* Objective A *
Using the article on master reference data, say whether each statement agrees with it, answering yes or no and quoting the deciding words: (i) a record can be viewed as a list of key / value pairs; (ii) in the example with a unique field name on each line, the order of the key / value pairs matters; (iii) making field names unique is called bad practice.

* Passage shown *
════
What is a Master Reference Database

What is a master reference database and why build one?

In short, it is a database containing a dataset of master reference data.

What is master reference data?

Master reference data is data that many users of related datasets would use to make those datasets more usable. Additionally, data contained in a master reference database can be used as a set of joining pieces of data that allow data to be compared across multiple datasets.

But firstly, what is data? What is information?

For the purposes of these articles, data is a series of related values. Typically, these values are organised into sets of records. A record is a set of related values, that have some sort of structure.

For example, a simple stock trade notification record:

2018-06-05T18:47:05+00:00 AAPL 654 54

To make sense of the above values, we need to know what the fields represent, and the ordering. In practice, we would need some sort of key, or manual of how to read the values. Otherwise, we can’t say for certainty what values are the trade size and price.

So, to make unambigeous sense of this information, we need a key.

Position Meaning
1 Trade DateTime
2 Stock Ticker
3 Price
4 Trade size

We can now combine the key with the data record to get:

Field Name Field Value
DateTime 2018-06-05T18:47:05+00:00
StockTicker AAPL
Price 654
Trade Size 54

In this example, we can describe the record as having fields, each with a Field Name, and a Value. One can think of a record therefore as a list of key / value pairs.

Note that the ordering of the key / value pairs in the above example doesn’t make any difference. This is because the field names are unique. This is good practice. An example of bad practise would be:

Field Name Field Value
DateTime 2018-06-05T18:47:05+00:00
StockTicker AAPL
Value 2 654
Value 1 54

This is a good example of the difference between data and information. Without the key, the stock trade record is just data, just a bunch of values. Its not very useful on its own. When we add the key, it becomes more useful, and we can extract some information from the data. We might be able to use it to calculate the profit or loss from a trade of that stock that we did earlier.
════
* Objective B *
Convert the dataset entries below into a numbered list, from the line holding "Spot the parked" through the line holding "Spot the green foliage", inclusive. Skip any blank lines.

(Dataset entries)
════
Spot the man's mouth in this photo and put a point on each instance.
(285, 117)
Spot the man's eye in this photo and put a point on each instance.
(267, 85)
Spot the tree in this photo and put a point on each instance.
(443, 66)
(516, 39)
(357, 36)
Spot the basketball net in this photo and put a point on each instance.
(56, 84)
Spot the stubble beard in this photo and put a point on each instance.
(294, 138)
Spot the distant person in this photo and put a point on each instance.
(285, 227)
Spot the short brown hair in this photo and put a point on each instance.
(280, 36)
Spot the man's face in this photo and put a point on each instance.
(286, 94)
════
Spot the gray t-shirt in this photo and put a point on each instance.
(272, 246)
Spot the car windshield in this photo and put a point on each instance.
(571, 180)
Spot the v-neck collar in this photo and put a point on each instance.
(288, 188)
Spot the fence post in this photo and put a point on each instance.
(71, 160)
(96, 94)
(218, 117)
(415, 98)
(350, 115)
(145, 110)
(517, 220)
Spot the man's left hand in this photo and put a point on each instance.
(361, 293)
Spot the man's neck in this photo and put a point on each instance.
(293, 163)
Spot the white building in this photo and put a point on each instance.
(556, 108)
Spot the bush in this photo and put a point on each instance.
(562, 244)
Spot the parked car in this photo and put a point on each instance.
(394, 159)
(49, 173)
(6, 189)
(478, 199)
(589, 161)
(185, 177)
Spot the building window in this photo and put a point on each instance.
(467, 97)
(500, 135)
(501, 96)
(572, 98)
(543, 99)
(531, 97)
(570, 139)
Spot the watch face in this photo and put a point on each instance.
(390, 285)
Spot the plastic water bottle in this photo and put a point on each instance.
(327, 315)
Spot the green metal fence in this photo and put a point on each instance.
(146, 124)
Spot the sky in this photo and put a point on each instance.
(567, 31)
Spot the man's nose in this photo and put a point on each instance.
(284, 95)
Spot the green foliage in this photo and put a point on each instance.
════
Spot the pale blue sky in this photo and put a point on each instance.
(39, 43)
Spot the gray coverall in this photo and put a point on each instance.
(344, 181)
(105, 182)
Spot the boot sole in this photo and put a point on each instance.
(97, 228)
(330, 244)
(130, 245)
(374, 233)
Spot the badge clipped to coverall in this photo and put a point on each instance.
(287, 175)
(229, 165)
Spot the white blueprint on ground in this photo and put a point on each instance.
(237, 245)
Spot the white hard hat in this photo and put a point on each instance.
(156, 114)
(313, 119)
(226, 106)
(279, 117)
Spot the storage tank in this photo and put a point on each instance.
════
* Expected answer A *
(i) Yes: "One can think of a record therefore as a list of key / value pairs."
(ii) No: "Note that the ordering of the key / value pairs in the above example doesn’t make any difference."
(iii) No: "This is because the field names are unique. This is good practice."

* Expected answer B *
1. Spot the parked car in this photo and put a point on each instance.
2. (394, 159)
3. (49, 173)
4. (6, 189)
5. (478, 199)
6. (589, 161)
7. (185, 177)
8. Spot the building window in this photo and put a point on each instance.
9. (467, 97)
10. (500, 135)
11. (501, 96)
12. (572, 98)
13. (543, 99)
14. (531, 97)
15. (570, 139)
16. Spot the watch face in this photo and put a point on each instance.
17. (390, 285)
18. Spot the plastic water bottle in this photo and put a point on each instance.
19. (327, 315)
20. Spot the green metal fence in this photo and put a point on each instance.
21. (146, 124)
22. Spot the sky in this photo and put a point on each instance.
23. (567, 31)
24. Spot the man's nose in this photo and put a point on each instance.
25. (284, 95)
26. Spot the green foliage in this photo and put a point on each instance.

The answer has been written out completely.